Exercise directions:
Can you pull out and copy every line of the material below that contains the string "wall"? Matching is case-sensitive.

Exercise data:
※ ※ ※
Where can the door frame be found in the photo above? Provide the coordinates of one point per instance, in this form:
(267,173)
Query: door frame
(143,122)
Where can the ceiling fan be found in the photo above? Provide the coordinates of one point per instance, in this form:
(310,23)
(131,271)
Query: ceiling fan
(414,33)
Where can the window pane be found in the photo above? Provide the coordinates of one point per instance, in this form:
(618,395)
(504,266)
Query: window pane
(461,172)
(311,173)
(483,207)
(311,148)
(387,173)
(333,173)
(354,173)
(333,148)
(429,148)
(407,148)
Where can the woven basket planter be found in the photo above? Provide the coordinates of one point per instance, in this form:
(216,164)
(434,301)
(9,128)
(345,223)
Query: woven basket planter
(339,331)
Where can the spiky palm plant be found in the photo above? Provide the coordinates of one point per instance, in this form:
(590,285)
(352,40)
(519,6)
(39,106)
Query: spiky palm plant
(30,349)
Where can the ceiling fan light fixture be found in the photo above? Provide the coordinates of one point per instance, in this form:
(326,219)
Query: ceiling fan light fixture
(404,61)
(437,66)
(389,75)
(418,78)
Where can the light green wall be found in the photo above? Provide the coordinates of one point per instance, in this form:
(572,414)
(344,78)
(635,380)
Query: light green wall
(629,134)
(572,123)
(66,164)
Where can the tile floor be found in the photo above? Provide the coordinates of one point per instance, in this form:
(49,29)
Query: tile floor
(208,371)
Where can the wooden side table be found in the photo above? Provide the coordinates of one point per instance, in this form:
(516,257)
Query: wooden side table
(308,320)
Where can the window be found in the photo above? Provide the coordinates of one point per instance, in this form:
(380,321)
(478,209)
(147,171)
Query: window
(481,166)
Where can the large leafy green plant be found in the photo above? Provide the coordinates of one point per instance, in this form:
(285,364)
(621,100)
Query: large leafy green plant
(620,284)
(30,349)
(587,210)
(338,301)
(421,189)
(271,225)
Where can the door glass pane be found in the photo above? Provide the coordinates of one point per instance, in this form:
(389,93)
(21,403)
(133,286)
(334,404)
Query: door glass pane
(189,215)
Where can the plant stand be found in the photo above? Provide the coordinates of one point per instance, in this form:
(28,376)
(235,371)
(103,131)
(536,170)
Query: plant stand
※ ※ ※
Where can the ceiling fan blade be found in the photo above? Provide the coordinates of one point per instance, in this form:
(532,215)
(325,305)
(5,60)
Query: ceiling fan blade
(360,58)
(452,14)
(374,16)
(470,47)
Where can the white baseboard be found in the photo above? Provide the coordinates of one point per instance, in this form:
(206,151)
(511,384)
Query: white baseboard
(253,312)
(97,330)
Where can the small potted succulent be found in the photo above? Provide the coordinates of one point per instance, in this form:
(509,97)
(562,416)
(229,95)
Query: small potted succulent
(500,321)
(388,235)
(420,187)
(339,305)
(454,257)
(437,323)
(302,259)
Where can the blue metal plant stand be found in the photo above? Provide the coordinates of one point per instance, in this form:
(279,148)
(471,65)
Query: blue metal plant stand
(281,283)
※ ※ ※
Response below:
Where can the light green wall be found in the photo above? Provide the coordinates of one point per instance, in this form:
Query: light green wall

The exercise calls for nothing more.